Problems.
**1.** According to the judgment excerpt, on what date did a Single Bench of the Court make the order of reference?
**2.** Reproduce the judgment excerpt from "2. The revision" up to and including "the trials fore-stalled.".

--- start of Page excerpt ---

JUDGMENT
A.M. Mir, J.
1. This bunch of revision petitions has landed into this Bench by virtue of an order of reference made by a learned Single Bench of this Court on 24.8.1998. The question raised through the medium of these petitions is, as to whether or not C.B.I. Organisation is within its powers to investigate an offence in the State of Jammu & Kashmir and produce a challan before a criminal Court of competent jurisdiction.
2. The revision petitioners are public servants. C.B.I. registered cases against them, conducted investigation and finally produced challans. In Cr. Rev. Petition No. 89, the Additional Sessional Judge Jammu charged the accused for offences under Sections 120-B, 420, 467, and 468/471-RPC vide an order dated 21.12.1982 and in rest of the revision petitions accused was charge-sheeted by the Chief Judicial Magistrate Jammu under Section 409-RPC on 9.12.1986.
3. Interestingly for the last twelve years these revision petitions have only adorned the over-burdened shelves of this Court. As the whole record has been called by this Court, therefore, the proceedings before the Trial Court have all long remained stayed. The petitioners have succeeded in their attempt to get the trials fore-stalled.
4. The whole thrust of the argument advanced on behalf of the petitioners is that an F.I.R. can be lodged only before on officer incharge of a Police Station. It is that officer incharge police Station who will reduce into writing the report lodged before him. Registration of the case also relates to the entry of such report in a book to be kept by the same officer. Much emphasis has been laid on the terms “Officer Incharge of Police Station” and “Police Station” as defined under Section 3(1) & (e) of the Code. It is contended that “Police Station” means any post or place declared by the State Government to be a police station. According to learned counsel appearing for the petitioners, a police station has to be a house or a post physically identifiable. Same cannot be in air. The State Government has conceded that no specific place or post has been declared for the purpose of investigation by C.B.I. to the a police station.
5. Similarly, it has been hotly argued that ‘Officer Incharge Police station’ would mean an officer manning a particular police station as the personification of an officer and the identification of a particular post or place, are both conditions precedent for filing an F.I.R. or registration of a case. It is pleaded that there in the present case, neither a police station is in existence nor any officer is declared to function as its officer incharge. Therefore, registration of cases against the petitioners is no registration. Whole exercise of investigation, according to the learned counsel for the petitioners, is conducted by people who are not authorised to do it. Consequently it has also been pleaded that Sub-section (2)(i) of Section 173-Cr. P.C. contemplates that on completion of investigations it is the officer Incharge of the police station who shall forward the challan to the Magistrate empowered to take cognizance of the offence.

--- end of Page excerpt ---
--- start of Data listing ---

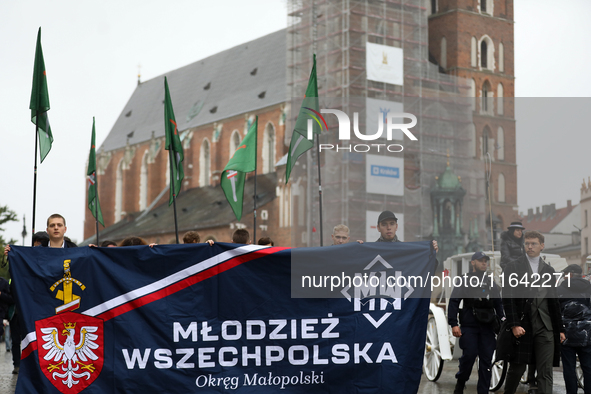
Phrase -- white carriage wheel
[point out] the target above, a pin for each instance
(432, 361)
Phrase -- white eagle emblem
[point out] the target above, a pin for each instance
(70, 355)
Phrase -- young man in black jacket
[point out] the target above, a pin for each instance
(574, 295)
(478, 317)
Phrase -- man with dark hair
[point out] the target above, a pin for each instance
(266, 241)
(512, 243)
(40, 238)
(533, 313)
(191, 237)
(56, 229)
(340, 234)
(241, 236)
(387, 226)
(478, 317)
(574, 294)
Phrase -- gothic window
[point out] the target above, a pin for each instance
(269, 149)
(143, 203)
(501, 57)
(472, 94)
(204, 164)
(501, 144)
(234, 142)
(443, 60)
(487, 94)
(472, 136)
(483, 54)
(473, 52)
(501, 188)
(500, 93)
(486, 53)
(119, 191)
(485, 141)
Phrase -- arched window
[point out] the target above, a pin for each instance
(472, 136)
(501, 57)
(486, 53)
(204, 164)
(473, 52)
(269, 149)
(119, 191)
(443, 60)
(486, 142)
(501, 188)
(234, 141)
(501, 144)
(500, 101)
(486, 6)
(472, 94)
(143, 203)
(486, 98)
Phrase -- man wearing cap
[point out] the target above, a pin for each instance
(387, 226)
(533, 313)
(573, 294)
(512, 243)
(478, 318)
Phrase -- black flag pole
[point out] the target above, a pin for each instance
(96, 202)
(319, 187)
(176, 227)
(314, 45)
(35, 176)
(254, 230)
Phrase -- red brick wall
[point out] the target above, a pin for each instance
(220, 154)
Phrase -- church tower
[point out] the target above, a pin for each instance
(473, 39)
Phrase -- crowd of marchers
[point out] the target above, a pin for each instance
(530, 328)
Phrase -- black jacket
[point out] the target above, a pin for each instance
(469, 294)
(69, 244)
(5, 298)
(576, 311)
(511, 248)
(517, 303)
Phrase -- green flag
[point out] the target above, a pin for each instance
(309, 115)
(93, 202)
(243, 160)
(40, 101)
(173, 142)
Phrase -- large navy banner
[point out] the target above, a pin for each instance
(200, 318)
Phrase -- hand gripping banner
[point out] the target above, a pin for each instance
(214, 319)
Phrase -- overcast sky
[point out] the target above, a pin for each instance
(92, 51)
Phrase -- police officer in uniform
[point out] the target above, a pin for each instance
(478, 320)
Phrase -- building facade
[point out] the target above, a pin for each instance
(215, 99)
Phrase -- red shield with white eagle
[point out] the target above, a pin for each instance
(71, 350)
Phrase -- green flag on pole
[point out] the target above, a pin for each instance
(173, 142)
(307, 117)
(40, 101)
(244, 160)
(93, 202)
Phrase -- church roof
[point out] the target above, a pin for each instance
(198, 208)
(448, 180)
(238, 80)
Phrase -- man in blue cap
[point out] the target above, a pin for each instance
(478, 318)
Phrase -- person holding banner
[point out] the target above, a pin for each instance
(387, 226)
(241, 236)
(482, 305)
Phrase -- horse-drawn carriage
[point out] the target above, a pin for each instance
(440, 342)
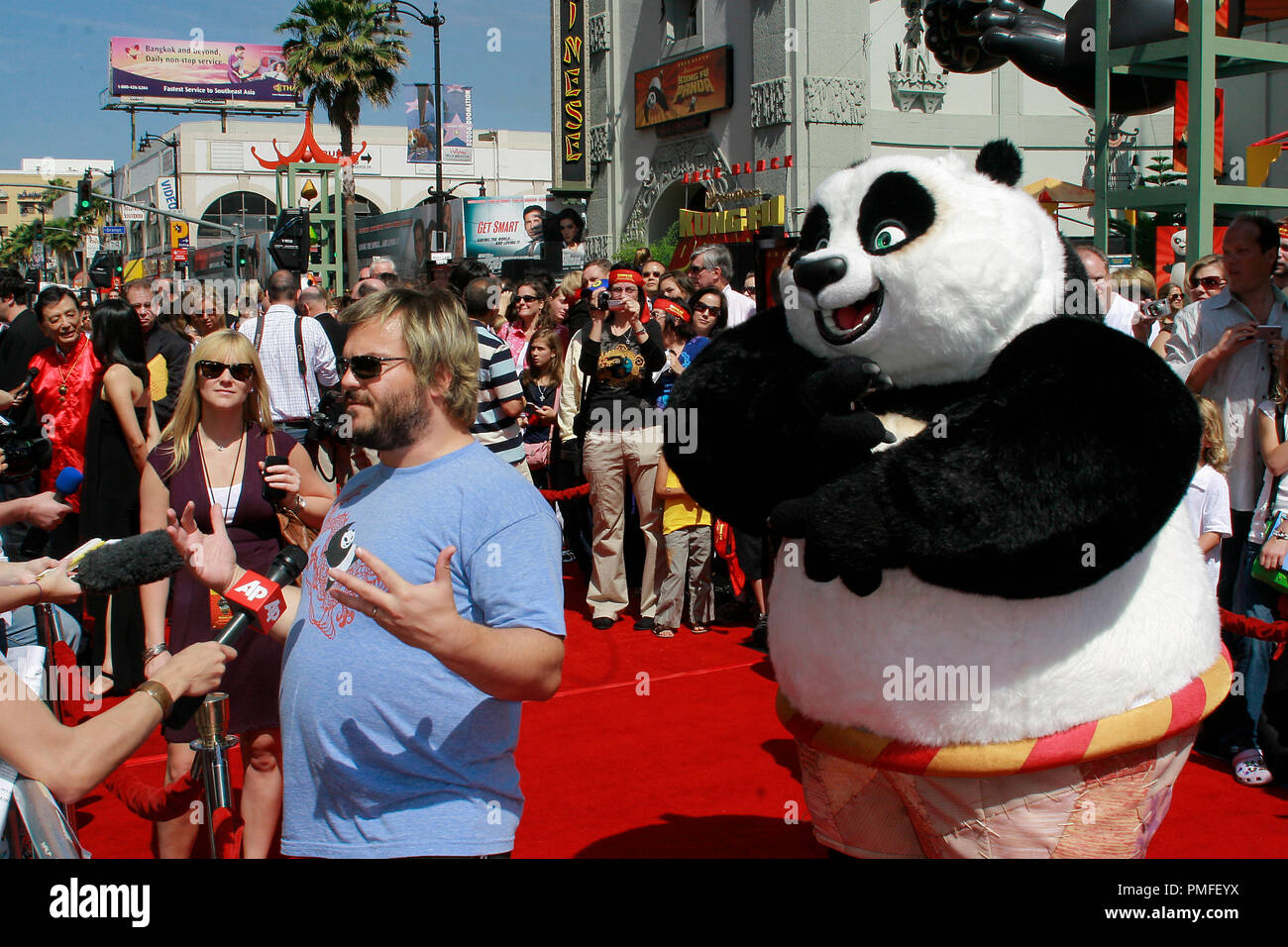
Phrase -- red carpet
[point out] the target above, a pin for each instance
(670, 749)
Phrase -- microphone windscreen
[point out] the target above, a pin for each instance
(292, 561)
(129, 564)
(68, 480)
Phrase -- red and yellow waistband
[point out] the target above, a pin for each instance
(1132, 729)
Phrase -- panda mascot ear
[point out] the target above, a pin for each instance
(1000, 161)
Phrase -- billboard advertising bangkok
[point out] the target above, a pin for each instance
(172, 72)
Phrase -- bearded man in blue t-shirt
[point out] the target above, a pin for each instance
(415, 638)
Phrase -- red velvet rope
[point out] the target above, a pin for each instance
(1254, 628)
(571, 493)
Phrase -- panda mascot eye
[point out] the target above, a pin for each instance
(889, 236)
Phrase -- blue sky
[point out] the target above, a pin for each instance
(53, 64)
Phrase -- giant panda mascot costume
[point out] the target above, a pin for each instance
(990, 620)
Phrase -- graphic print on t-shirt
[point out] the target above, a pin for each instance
(336, 547)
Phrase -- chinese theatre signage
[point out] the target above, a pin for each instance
(570, 97)
(687, 86)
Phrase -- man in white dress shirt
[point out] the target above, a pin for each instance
(296, 356)
(712, 265)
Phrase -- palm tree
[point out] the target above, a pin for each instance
(342, 54)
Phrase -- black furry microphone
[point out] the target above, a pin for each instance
(128, 564)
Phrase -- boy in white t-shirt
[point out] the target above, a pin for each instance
(1209, 497)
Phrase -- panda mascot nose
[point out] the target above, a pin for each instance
(816, 274)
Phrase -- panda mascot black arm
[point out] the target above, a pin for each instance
(1072, 458)
(772, 421)
(1050, 450)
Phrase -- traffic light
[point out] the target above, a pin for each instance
(288, 247)
(84, 188)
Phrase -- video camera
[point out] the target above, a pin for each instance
(22, 455)
(325, 423)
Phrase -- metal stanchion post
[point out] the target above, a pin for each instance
(211, 761)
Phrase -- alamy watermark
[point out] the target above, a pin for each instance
(913, 682)
(653, 425)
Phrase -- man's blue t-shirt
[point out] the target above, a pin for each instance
(386, 753)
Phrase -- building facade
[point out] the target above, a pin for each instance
(22, 188)
(824, 81)
(214, 175)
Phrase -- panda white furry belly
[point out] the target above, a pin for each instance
(1042, 665)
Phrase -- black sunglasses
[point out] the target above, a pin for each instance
(243, 371)
(366, 368)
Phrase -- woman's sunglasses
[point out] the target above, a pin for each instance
(366, 368)
(243, 371)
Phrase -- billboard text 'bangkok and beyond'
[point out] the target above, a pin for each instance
(198, 72)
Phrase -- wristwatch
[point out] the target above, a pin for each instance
(149, 654)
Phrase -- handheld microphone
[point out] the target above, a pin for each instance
(252, 605)
(67, 483)
(273, 495)
(252, 602)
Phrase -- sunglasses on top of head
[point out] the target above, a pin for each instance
(366, 368)
(243, 371)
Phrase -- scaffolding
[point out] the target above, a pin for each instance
(1201, 58)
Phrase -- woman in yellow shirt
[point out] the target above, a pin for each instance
(687, 536)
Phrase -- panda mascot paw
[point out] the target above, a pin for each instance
(988, 609)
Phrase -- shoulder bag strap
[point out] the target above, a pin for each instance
(299, 350)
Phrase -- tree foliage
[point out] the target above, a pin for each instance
(343, 53)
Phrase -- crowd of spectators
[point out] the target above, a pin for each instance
(168, 393)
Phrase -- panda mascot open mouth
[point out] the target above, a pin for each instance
(842, 326)
(956, 500)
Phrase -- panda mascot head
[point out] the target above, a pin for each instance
(892, 265)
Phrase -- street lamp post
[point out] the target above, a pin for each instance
(434, 22)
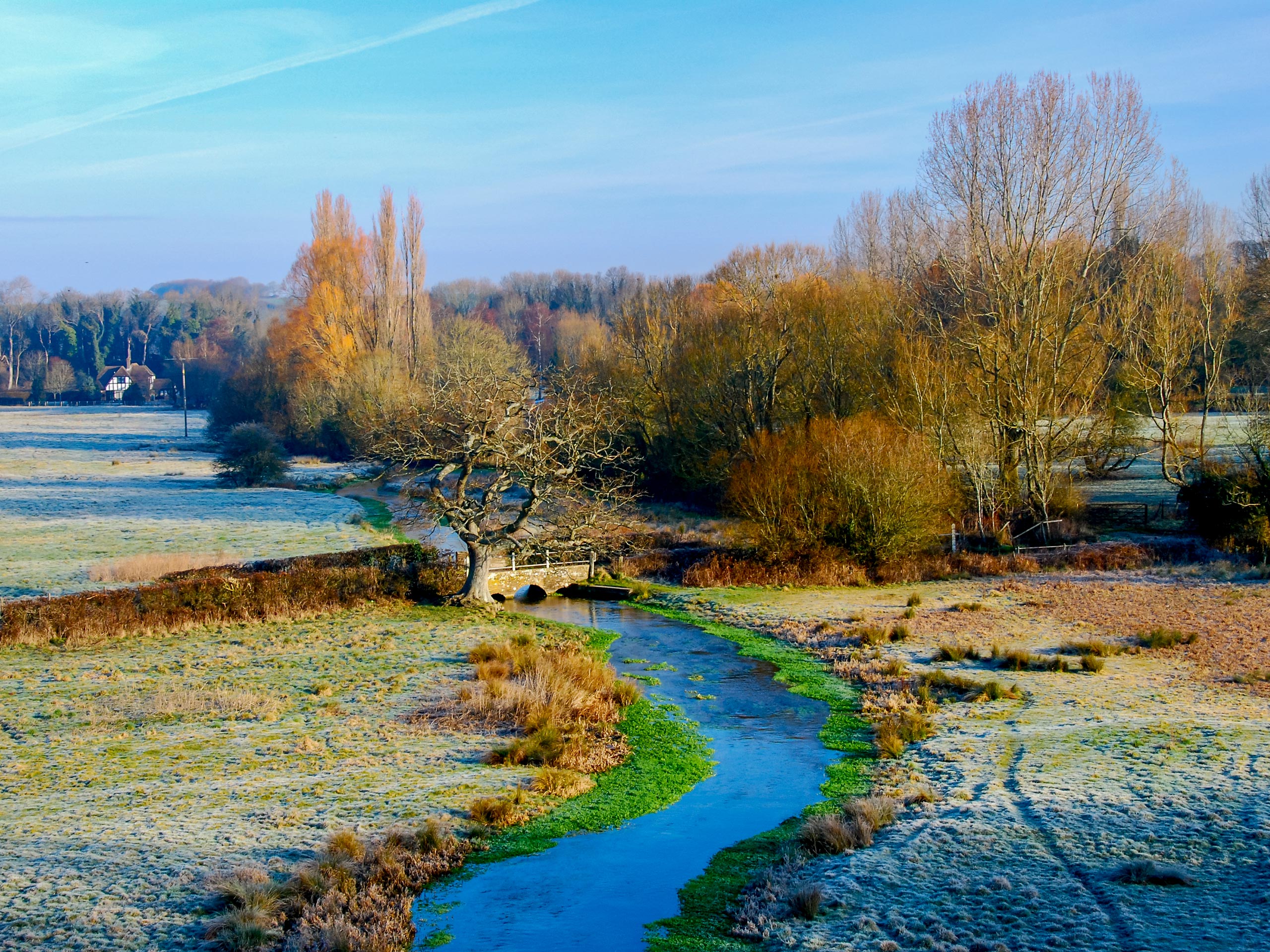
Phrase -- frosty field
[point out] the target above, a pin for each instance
(1039, 800)
(130, 772)
(84, 485)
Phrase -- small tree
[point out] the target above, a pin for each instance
(860, 484)
(59, 377)
(504, 469)
(251, 456)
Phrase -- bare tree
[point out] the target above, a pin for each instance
(506, 472)
(1030, 191)
(418, 305)
(388, 298)
(59, 377)
(1257, 216)
(17, 302)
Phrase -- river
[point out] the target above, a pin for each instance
(597, 890)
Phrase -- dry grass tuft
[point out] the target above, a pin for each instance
(1021, 660)
(876, 812)
(1092, 647)
(1092, 663)
(806, 901)
(357, 892)
(943, 685)
(1167, 638)
(561, 782)
(153, 565)
(252, 909)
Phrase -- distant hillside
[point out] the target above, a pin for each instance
(271, 295)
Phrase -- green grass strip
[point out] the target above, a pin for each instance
(668, 758)
(380, 518)
(844, 730)
(702, 923)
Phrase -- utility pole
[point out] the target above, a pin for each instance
(185, 397)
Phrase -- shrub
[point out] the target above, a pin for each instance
(357, 892)
(1227, 507)
(861, 484)
(1147, 873)
(956, 653)
(250, 456)
(1167, 638)
(806, 901)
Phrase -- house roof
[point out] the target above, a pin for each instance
(136, 373)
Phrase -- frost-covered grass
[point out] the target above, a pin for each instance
(127, 774)
(1043, 799)
(82, 485)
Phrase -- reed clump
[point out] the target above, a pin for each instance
(562, 702)
(850, 828)
(356, 892)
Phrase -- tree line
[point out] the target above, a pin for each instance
(1043, 305)
(58, 346)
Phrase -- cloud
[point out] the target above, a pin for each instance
(62, 125)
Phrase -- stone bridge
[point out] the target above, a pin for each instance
(507, 582)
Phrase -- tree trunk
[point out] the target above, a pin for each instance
(475, 591)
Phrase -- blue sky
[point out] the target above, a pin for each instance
(144, 141)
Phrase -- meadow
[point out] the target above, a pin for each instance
(134, 771)
(82, 486)
(1109, 809)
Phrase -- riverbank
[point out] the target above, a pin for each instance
(135, 770)
(704, 923)
(1104, 809)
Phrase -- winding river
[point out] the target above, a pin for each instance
(597, 890)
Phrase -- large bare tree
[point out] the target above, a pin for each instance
(505, 469)
(1033, 189)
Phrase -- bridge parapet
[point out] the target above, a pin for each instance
(506, 582)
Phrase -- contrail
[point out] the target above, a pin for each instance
(60, 126)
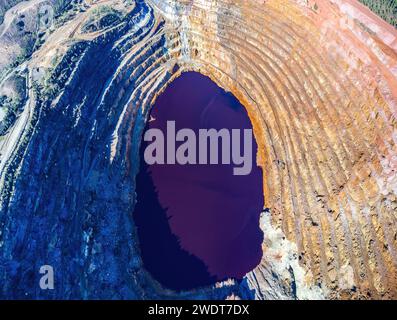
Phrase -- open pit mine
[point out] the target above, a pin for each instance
(82, 216)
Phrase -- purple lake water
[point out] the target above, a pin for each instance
(198, 224)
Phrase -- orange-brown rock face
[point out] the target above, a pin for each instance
(319, 79)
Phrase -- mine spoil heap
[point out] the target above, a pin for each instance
(319, 81)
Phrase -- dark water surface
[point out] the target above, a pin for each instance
(198, 224)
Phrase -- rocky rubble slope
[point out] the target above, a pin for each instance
(319, 81)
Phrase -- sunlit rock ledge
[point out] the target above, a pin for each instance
(319, 82)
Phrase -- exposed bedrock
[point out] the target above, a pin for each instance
(319, 82)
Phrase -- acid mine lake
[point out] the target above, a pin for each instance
(198, 224)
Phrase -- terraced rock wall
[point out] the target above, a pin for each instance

--- end of Data listing ---

Solution list.
**1.** 24.8.1998

**2.**
2. The revision petitioners are public servants. C.B.I. registered cases against them, conducted investigation and finally produced challans. In Cr. Rev. Petition No. 89, the Additional Sessional Judge Jammu charged the accused for offences under Sections 120-B, 420, 467, and 468/471-RPC vide an order dated 21.12.1982 and in rest of the revision petitions accused was charge-sheeted by the Chief Judicial Magistrate Jammu under Section 409-RPC on 9.12.1986.
3. Interestingly for the last twelve years these revision petitions have only adorned the over-burdened shelves of this Court. As the whole record has been called by this Court, therefore, the proceedings before the Trial Court have all long remained stayed. The petitioners have succeeded in their attempt to get the trials fore-stalled.